> WHAT NEEDS TO BE DONE:
Tally the lines in the material below that contain the string "query", and reply with only that number.

┌────────

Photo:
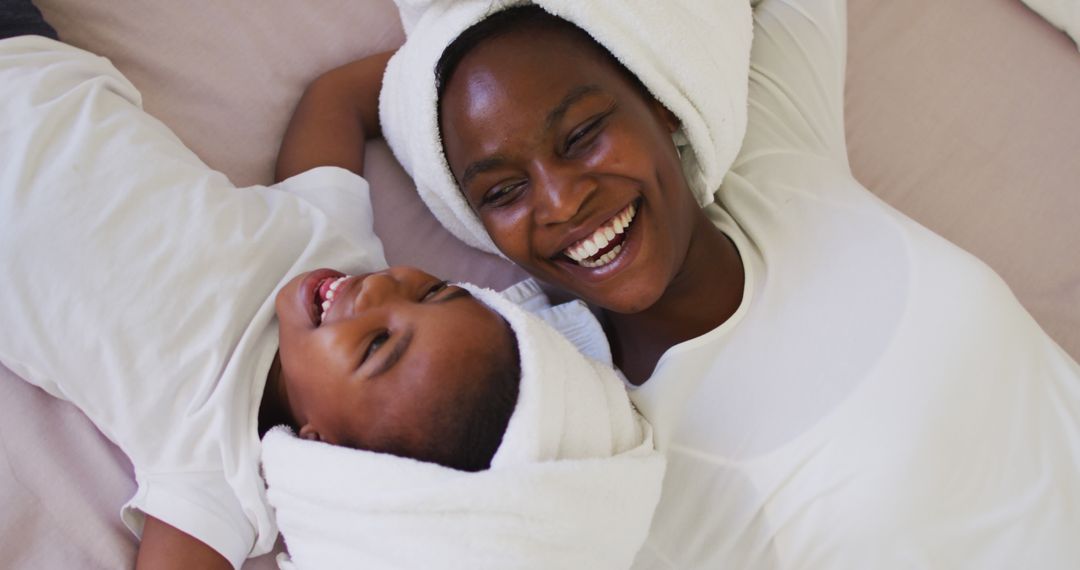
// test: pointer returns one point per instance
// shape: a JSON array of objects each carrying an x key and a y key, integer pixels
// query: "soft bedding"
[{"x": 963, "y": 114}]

└────────
┌────────

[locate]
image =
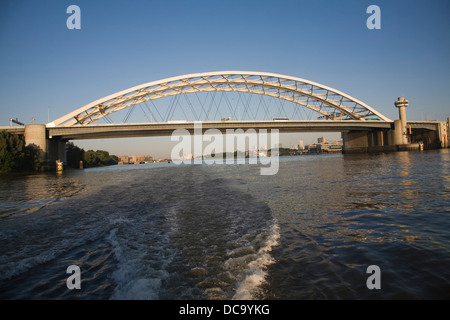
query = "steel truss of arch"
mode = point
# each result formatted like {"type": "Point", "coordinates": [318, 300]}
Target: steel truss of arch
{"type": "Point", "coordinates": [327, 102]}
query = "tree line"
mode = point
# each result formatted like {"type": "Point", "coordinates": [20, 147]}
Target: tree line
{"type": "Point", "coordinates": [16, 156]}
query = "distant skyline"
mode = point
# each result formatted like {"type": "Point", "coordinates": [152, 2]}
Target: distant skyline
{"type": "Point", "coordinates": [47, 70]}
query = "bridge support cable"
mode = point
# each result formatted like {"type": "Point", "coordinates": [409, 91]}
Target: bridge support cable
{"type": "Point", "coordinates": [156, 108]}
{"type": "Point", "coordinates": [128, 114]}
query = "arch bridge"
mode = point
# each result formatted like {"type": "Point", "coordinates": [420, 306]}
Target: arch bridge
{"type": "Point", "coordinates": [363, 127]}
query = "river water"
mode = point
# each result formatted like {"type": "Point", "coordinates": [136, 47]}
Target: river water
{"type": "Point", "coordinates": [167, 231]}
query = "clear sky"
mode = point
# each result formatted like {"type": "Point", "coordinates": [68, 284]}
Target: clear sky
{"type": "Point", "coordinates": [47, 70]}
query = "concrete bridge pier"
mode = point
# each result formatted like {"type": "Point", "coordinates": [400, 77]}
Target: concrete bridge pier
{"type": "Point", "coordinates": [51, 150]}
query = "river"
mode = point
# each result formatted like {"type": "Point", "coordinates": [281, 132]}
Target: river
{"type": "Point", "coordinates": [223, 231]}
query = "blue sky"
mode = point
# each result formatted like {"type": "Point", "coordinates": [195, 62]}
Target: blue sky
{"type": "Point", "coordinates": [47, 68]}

└────────

> ANSWER TO THE TASK:
11